**Task goal**
Please scale part of the records below. Begin at the line that has "Bet you can't find viking" and stop after the line that has "[871,668,898,747]". Write out only those lines, requests included, with every box coordinate in the answers multiplied by 1.7 and rounded to a whole number, halves up.

**Rows**
* * * *
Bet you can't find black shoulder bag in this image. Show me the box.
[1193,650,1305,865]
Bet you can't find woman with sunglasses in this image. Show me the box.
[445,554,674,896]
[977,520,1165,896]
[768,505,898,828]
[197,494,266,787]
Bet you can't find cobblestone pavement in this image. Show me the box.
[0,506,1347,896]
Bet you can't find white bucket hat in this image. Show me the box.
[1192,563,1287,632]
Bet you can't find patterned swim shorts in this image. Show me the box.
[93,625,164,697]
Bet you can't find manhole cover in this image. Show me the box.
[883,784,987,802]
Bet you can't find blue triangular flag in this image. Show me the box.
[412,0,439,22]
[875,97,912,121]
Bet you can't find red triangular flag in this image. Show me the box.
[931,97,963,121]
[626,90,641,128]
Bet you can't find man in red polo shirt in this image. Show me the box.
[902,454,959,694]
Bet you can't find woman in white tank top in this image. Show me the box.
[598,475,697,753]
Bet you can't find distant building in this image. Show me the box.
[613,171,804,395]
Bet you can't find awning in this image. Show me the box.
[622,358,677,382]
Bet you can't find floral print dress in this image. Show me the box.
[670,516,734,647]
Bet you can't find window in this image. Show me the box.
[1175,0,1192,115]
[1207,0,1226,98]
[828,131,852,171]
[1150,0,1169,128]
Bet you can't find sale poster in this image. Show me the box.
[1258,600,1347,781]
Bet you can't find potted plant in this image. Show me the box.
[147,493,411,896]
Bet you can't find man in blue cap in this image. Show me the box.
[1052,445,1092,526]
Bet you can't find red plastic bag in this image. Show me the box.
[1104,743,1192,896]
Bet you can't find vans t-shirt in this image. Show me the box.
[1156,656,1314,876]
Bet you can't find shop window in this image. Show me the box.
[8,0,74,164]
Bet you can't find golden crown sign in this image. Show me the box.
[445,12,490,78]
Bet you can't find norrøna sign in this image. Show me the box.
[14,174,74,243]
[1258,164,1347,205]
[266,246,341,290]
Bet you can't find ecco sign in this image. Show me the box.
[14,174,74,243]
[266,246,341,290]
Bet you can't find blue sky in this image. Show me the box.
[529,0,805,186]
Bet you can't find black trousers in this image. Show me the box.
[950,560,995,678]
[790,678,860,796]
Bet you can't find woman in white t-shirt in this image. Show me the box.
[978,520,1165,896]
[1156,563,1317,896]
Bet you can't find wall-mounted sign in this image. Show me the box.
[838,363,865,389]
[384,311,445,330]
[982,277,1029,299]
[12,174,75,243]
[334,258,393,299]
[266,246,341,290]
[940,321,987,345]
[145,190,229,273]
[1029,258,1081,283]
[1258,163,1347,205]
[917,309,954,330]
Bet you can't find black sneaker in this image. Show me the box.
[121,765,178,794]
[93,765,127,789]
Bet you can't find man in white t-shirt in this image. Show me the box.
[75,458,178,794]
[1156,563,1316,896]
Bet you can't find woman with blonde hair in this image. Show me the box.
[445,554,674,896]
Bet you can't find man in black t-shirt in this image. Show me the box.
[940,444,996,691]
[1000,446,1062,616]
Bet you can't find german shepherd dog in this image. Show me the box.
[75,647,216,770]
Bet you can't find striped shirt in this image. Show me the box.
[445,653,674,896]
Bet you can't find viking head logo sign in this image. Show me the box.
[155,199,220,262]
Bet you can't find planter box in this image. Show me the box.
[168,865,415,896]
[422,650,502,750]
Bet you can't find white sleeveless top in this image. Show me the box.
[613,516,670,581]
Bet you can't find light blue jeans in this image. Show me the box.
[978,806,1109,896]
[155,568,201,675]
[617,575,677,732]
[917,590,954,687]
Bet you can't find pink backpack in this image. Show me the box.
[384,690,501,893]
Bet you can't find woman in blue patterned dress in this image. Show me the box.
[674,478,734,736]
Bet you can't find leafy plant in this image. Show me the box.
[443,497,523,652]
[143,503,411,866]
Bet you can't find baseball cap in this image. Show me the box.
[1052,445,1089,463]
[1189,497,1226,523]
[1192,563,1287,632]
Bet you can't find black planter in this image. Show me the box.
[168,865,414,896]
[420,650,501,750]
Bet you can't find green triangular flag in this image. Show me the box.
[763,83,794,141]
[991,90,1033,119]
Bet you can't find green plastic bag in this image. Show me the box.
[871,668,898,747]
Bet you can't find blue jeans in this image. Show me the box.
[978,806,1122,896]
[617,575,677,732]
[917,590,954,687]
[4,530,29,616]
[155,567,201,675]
* * * *
**Response below**
Bet you can't find viking head logo sign in this image. Show me the box.
[264,338,374,445]
Bet you can't find planter box in this image. Show me the box.
[286,1471,706,1523]
[717,1105,853,1275]
Bet you can't find white sleeveless top in this image. Show me the box.
[1042,877,1139,988]
Bet you can't find light blue jeans in this image. Show me the box.
[1663,1370,1885,1523]
[264,966,342,1148]
[1049,978,1151,1244]
[1559,1003,1622,1168]
Bet you can't find pink backpack in this image. Show me the box.
[653,1173,852,1518]
Bet you can't find woman in blue patterned dress in this image. Show me the box.
[1146,813,1248,1251]
Bet you can't find leafy plant in this image. Show me the box.
[753,845,889,1108]
[243,855,699,1472]
Bet you can't find baseball cap in this image. Show me the box.
[1788,757,1851,787]
[2021,845,2084,889]
[2026,957,2188,1074]
Bet you can't find black planter in this image. Show me the box.
[286,1471,704,1523]
[714,1105,852,1275]
Bet you can't find green triangular flag in this image. Show me the box.
[1297,141,1350,240]
[1685,153,1756,202]
Bet you can't find green plastic bag in this image. Show me the box.
[1481,1136,1527,1270]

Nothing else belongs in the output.